| GIVEN INSTRUCTION |
In the data that follows, find the line containing "Locate the blue area"; then quote that line and every line after it, exactly, through the last one.

------------

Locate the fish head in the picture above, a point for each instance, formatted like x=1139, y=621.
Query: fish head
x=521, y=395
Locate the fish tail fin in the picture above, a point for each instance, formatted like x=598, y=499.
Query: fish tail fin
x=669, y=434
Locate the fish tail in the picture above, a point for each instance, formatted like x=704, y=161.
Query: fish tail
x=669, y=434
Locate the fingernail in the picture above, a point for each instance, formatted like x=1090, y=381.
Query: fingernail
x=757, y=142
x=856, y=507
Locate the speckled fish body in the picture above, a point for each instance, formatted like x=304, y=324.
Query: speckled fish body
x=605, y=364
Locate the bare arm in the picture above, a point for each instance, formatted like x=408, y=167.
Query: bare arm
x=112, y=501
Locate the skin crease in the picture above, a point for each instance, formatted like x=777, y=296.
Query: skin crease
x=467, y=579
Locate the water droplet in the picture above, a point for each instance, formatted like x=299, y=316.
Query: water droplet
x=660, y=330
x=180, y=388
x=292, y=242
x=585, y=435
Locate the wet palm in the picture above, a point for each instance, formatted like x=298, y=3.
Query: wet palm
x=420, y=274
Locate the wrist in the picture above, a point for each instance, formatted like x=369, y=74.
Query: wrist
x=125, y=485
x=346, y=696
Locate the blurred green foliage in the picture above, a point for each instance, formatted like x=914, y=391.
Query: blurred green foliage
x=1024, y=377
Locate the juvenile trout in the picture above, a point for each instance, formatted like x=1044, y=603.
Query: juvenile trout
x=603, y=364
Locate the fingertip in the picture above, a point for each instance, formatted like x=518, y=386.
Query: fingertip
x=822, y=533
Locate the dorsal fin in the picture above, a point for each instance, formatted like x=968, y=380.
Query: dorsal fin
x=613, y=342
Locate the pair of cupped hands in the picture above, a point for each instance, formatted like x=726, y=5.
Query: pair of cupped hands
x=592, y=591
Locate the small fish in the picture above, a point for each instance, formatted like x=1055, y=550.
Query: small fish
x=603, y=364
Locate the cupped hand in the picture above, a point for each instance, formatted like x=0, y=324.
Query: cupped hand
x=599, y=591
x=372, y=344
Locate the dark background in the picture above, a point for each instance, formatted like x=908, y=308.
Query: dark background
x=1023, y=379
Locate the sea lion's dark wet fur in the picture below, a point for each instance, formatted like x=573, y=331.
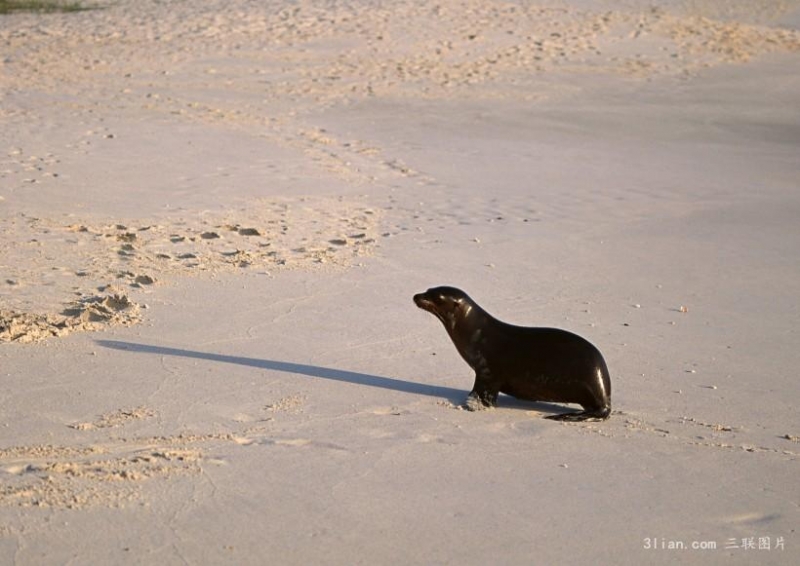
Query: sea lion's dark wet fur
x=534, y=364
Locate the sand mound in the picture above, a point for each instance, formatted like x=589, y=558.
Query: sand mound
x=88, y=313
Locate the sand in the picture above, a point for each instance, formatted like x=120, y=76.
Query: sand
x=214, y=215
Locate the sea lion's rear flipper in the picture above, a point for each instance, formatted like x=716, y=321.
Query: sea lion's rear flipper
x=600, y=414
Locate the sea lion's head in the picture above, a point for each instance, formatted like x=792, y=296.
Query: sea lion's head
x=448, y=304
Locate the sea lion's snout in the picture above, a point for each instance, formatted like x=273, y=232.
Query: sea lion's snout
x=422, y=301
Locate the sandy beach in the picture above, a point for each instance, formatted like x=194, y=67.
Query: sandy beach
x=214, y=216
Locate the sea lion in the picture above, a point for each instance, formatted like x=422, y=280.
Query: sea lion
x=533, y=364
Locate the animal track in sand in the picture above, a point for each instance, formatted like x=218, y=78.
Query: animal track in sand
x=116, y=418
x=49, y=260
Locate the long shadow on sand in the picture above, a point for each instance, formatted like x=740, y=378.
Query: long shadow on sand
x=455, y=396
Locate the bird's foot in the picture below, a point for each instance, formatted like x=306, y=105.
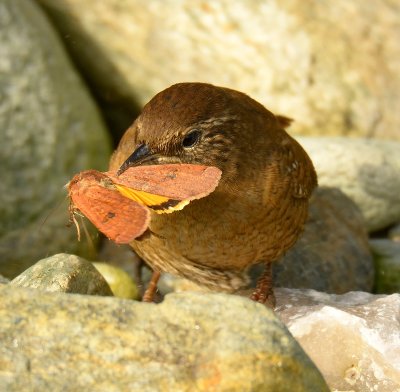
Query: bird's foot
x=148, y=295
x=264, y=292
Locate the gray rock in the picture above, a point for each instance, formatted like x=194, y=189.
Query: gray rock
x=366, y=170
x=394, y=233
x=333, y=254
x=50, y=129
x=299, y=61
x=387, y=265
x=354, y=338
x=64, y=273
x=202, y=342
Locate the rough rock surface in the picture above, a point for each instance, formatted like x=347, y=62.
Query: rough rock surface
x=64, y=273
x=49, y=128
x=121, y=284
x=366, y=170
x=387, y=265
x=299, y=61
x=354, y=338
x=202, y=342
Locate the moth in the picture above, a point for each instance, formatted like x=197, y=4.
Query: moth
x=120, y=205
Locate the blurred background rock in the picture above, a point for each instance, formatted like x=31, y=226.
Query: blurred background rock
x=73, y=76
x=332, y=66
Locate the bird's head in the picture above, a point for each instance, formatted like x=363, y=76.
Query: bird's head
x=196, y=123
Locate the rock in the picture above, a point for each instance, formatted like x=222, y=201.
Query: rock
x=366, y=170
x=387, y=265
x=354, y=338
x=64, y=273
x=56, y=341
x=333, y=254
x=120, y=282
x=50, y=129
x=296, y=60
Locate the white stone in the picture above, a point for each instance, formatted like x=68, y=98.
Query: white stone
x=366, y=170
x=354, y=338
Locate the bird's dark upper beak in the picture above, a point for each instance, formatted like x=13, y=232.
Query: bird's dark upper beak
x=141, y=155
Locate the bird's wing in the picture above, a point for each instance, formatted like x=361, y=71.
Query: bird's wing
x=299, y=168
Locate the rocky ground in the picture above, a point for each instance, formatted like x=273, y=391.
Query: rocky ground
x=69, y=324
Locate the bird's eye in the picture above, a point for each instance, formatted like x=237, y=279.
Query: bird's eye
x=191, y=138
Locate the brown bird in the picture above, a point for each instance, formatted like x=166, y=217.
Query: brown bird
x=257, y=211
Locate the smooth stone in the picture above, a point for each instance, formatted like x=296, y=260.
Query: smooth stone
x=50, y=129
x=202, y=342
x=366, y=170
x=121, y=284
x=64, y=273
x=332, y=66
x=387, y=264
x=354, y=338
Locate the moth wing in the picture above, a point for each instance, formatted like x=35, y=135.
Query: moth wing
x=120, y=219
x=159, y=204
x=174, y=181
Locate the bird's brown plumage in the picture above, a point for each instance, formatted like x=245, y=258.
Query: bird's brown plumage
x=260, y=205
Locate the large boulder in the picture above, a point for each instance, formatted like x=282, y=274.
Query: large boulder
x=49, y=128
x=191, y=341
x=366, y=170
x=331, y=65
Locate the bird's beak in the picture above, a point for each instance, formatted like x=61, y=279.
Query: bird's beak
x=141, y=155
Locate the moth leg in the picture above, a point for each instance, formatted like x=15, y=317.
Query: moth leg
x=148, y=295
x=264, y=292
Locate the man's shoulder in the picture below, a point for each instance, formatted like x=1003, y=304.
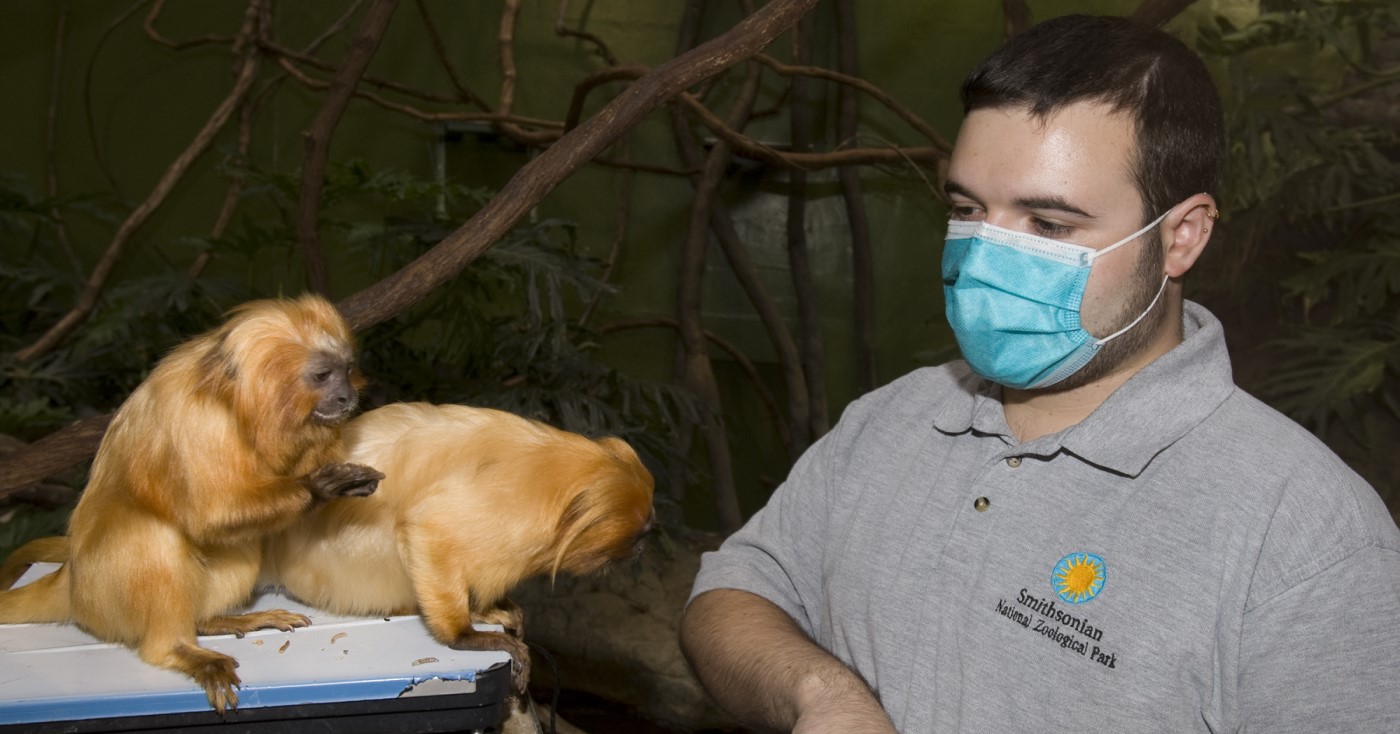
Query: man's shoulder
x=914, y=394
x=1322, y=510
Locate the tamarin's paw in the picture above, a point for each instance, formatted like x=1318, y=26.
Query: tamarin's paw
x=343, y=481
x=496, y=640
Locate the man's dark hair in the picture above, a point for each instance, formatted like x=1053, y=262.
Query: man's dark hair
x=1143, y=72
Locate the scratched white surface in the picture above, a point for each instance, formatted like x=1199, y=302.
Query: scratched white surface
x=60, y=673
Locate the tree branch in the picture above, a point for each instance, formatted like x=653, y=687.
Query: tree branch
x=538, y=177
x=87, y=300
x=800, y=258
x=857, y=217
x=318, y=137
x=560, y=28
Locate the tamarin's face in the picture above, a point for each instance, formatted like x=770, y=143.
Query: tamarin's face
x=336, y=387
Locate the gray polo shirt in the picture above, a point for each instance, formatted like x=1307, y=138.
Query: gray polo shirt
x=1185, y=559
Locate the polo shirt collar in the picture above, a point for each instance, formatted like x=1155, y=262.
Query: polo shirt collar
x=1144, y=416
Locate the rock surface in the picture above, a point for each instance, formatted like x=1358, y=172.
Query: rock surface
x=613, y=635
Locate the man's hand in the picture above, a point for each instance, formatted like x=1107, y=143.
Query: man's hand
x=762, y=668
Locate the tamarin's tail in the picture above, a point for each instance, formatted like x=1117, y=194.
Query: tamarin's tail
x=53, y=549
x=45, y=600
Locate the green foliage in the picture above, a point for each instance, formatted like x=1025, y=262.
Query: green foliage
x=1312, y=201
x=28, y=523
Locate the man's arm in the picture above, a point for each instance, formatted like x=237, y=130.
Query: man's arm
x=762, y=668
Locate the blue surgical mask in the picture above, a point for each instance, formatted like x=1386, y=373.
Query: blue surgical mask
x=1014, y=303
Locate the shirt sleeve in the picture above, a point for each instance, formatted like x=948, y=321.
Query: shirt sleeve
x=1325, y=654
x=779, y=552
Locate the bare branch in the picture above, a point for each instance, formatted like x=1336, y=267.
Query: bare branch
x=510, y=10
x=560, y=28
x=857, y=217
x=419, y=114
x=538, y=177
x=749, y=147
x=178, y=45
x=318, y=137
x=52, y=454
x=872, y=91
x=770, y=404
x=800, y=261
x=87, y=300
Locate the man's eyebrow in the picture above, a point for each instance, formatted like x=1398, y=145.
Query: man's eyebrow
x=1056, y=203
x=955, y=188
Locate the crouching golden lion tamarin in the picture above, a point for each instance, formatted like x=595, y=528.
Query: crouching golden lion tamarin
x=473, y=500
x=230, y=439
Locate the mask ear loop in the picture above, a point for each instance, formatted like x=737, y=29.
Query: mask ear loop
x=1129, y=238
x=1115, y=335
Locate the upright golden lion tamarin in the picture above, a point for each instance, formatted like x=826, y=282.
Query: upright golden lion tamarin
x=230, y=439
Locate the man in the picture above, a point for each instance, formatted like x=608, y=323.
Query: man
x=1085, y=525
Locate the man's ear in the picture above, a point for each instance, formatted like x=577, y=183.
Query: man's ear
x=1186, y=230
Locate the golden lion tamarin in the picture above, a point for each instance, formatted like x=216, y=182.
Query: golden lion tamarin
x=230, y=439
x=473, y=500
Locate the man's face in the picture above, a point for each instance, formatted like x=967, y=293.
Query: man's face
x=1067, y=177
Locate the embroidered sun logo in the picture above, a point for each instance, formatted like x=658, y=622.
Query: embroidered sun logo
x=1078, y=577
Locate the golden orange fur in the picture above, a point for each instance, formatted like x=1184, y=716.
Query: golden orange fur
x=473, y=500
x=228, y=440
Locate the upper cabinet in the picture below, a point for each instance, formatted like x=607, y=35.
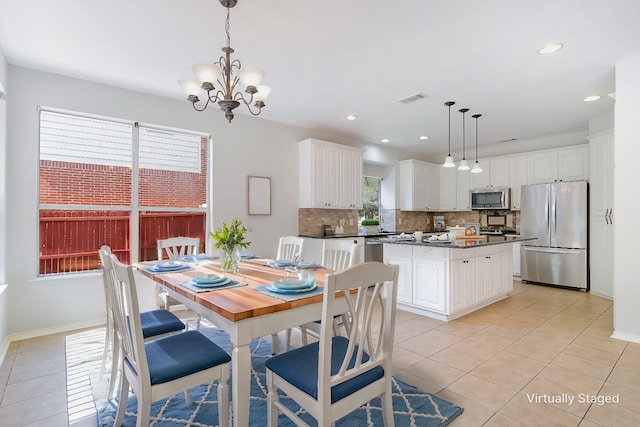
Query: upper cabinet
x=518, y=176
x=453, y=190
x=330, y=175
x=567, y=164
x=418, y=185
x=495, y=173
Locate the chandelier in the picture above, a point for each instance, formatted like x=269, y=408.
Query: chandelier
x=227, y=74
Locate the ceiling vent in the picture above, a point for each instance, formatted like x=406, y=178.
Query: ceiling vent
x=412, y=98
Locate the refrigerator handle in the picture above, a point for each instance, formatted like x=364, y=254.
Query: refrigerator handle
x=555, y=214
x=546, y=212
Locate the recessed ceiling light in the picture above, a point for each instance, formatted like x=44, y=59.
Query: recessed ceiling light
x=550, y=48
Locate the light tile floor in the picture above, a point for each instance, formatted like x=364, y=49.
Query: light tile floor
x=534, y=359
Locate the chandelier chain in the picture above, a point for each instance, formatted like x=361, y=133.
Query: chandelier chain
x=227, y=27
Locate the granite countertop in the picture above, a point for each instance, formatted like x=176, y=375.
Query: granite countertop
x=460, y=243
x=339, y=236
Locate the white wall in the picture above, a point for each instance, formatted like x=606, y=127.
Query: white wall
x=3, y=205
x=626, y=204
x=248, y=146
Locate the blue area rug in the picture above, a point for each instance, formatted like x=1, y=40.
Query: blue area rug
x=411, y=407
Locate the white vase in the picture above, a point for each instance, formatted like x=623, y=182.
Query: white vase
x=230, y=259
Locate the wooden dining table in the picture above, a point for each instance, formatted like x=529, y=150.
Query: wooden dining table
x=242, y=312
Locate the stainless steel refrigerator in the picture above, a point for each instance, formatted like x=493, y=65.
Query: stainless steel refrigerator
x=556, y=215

------------

| SOLUTION TO THIS EXERCISE |
Locate the blue area rug in the picture above, a point for each instance, formatted like x=1, y=40.
Query: blue area rug
x=411, y=407
Locate the white vase in the picture above, a point for each instance, formatted like x=623, y=182.
Query: white vase
x=230, y=259
Locate the wooden dining table in the picture above, a point for each instance, formatted like x=529, y=150.
Query: wooden dining table
x=242, y=312
Locate the stainless steel refrigerator in the picture above, a point for each instance, formatted like x=493, y=65.
Query: stainless steel refrigerator
x=556, y=215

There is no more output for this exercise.